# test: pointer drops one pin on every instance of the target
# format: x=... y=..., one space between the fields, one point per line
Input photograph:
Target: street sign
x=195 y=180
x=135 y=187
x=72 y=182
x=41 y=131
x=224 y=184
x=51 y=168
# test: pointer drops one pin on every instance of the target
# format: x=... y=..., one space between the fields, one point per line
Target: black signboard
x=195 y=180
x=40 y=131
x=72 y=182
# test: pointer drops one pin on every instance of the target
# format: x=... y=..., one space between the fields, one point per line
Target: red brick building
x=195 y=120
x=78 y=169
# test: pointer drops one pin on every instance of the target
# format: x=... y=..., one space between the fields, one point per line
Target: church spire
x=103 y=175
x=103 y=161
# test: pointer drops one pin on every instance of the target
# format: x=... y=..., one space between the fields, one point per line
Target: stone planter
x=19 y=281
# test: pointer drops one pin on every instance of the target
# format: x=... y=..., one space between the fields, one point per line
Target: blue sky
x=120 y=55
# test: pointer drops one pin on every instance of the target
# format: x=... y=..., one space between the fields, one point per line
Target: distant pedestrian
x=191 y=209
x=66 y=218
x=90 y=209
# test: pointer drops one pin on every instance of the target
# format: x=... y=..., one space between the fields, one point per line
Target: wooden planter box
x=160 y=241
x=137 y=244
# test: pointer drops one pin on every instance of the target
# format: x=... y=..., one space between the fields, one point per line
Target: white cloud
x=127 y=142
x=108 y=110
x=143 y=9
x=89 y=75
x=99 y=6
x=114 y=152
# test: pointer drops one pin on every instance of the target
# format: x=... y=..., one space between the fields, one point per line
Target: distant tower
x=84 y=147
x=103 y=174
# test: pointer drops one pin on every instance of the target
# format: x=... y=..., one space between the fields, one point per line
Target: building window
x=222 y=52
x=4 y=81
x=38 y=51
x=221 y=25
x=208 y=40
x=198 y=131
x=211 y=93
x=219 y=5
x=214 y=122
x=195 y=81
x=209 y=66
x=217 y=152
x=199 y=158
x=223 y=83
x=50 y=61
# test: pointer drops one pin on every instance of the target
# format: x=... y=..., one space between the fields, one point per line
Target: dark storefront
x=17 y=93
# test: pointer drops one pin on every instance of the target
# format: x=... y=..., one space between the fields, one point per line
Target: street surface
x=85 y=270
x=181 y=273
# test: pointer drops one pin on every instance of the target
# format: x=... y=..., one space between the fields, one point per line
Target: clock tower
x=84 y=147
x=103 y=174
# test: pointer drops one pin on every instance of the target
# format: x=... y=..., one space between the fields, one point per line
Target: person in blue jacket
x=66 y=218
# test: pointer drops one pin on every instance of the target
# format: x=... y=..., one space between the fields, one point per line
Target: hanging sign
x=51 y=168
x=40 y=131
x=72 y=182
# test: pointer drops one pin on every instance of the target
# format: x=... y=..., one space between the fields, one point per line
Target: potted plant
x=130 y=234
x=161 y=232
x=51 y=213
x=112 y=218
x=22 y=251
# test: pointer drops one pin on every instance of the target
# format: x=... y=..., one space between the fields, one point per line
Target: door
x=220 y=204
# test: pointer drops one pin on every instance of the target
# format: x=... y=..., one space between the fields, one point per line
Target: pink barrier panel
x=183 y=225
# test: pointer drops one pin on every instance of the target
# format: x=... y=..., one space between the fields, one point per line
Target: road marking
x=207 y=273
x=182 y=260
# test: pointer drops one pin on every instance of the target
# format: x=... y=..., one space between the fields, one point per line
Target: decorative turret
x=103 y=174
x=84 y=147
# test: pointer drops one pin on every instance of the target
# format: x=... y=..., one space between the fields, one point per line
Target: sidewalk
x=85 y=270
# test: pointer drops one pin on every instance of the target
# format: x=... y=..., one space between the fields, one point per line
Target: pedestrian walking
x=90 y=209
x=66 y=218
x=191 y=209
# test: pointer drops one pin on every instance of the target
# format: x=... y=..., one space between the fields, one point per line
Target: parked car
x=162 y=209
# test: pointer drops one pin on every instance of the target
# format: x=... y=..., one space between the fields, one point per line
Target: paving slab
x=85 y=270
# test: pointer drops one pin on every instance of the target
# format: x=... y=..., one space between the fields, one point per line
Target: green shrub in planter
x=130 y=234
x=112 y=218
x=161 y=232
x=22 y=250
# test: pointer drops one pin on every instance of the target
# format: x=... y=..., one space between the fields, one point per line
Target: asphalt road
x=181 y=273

============================================================

• [Your task]
Down to the last line, return the data above exactly.

• [Task result]
# test: pointer drops one pin on every instance of the target
# format: x=... y=..., one space between the fields, one point per line
Input photograph:
Target: street sign
x=195 y=180
x=135 y=187
x=72 y=182
x=41 y=131
x=224 y=184
x=51 y=168
# test: pointer drops one pin on every instance of the target
# format: x=... y=..., one space between the fields, one point per line
Target: black signboard
x=195 y=180
x=40 y=131
x=72 y=182
# test: pointer drops one pin on every instance of the target
# format: x=... y=..., one space between the fields, one point per line
Target: red brick building
x=195 y=120
x=78 y=169
# test: pointer drops one pin on every instance of the target
# format: x=... y=..., one space between the fields, one point per line
Target: church spire
x=103 y=175
x=103 y=161
# test: pointer drops one pin on every instance of the target
# format: x=... y=..., one space between the fields, one point per line
Target: stone planter
x=19 y=281
# test: pointer drops one pin on every instance of the target
# format: x=... y=..., one space between the fields, one point per line
Target: blue sky
x=120 y=55
# test: pointer drops one pin on every instance of the target
# format: x=... y=..., one space between the fields, one point per line
Target: distant pedestrian
x=191 y=209
x=66 y=218
x=90 y=209
# test: pointer drops one pin on every instance of the target
# format: x=... y=..., one space between the fields, one point per line
Target: wooden planter box
x=160 y=241
x=137 y=244
# test: pointer drops one pin on every instance of the target
# format: x=... y=..., one space between the fields, one point per line
Target: white cloud
x=127 y=142
x=108 y=110
x=143 y=9
x=89 y=75
x=99 y=6
x=114 y=152
# test: pointer drops one pin on every instance of the target
# format: x=... y=..., one space between the fields, one point per line
Target: distant tower
x=84 y=147
x=103 y=174
# test: pointer drops one pin on every instance of the target
# format: x=... y=..., one space between the fields, one point per line
Target: building window
x=222 y=52
x=4 y=81
x=38 y=51
x=221 y=25
x=208 y=40
x=198 y=131
x=211 y=93
x=219 y=5
x=214 y=122
x=195 y=81
x=209 y=66
x=217 y=152
x=199 y=158
x=223 y=83
x=50 y=61
# test: pointer drops one pin on every instance of the target
# format: x=... y=..., one space between the fields, one point per line
Target: dark storefront
x=17 y=93
# test: pointer drops one pin on every instance of the target
# format: x=... y=..., one space between the fields, one point per line
Target: street surface
x=85 y=270
x=181 y=273
# test: pointer drops one pin on every instance of the target
# format: x=... y=..., one space between the fields, one point per line
Target: clock tower
x=84 y=147
x=103 y=174
# test: pointer drops one pin on every instance of the target
# format: x=... y=..., one space between the fields, one point per line
Target: person in blue jacket
x=66 y=218
# test: pointer drops one pin on every instance of the target
# format: x=... y=..., one space between the fields, one point per line
Target: hanging sign
x=51 y=168
x=40 y=131
x=72 y=182
# test: pointer drops one pin on every instance of the target
# format: x=... y=..., one space between the fields, one point per line
Target: potted plant
x=130 y=234
x=161 y=232
x=51 y=213
x=112 y=218
x=22 y=251
# test: pointer drops one pin on every instance of the target
# format: x=... y=..., one space between the fields, one point per line
Target: door
x=220 y=204
# test: pointer drops one pin on every instance of the target
# format: x=... y=..., one space between the fields, one point per line
Target: pink barrier panel
x=183 y=225
# test: pointer drops one pin on every instance of the target
# format: x=... y=..., one space between the fields, one point per line
Target: road marking
x=207 y=273
x=182 y=260
# test: pointer drops one pin on every instance of the target
# format: x=... y=..., one space between the fields, one point per line
Target: decorative turret
x=103 y=174
x=84 y=147
# test: pointer drops one pin on every instance of the target
# format: x=... y=..., one space between the fields, one point per line
Target: sidewalk
x=85 y=270
# test: pointer drops one pin on every instance of the target
# format: x=... y=..., one space between the fields, one point per line
Target: pedestrian walking
x=90 y=209
x=66 y=218
x=191 y=209
# test: pointer drops one pin on every instance of the target
# format: x=... y=..., one space between the fields, one point per line
Target: parked car
x=162 y=209
# test: pointer drops one pin on every instance of the target
# format: x=... y=..., one space between the fields, one point per line
Target: paving slab
x=85 y=270
# test: pointer drops one pin on every instance of the target
# format: x=... y=..., one space between the fields, one point per line
Target: green shrub in planter
x=130 y=234
x=112 y=218
x=161 y=232
x=22 y=250
# test: pointer drops one pin on every instance of the target
# format: x=... y=..., one space between the fields, one point per line
Target: asphalt road
x=181 y=273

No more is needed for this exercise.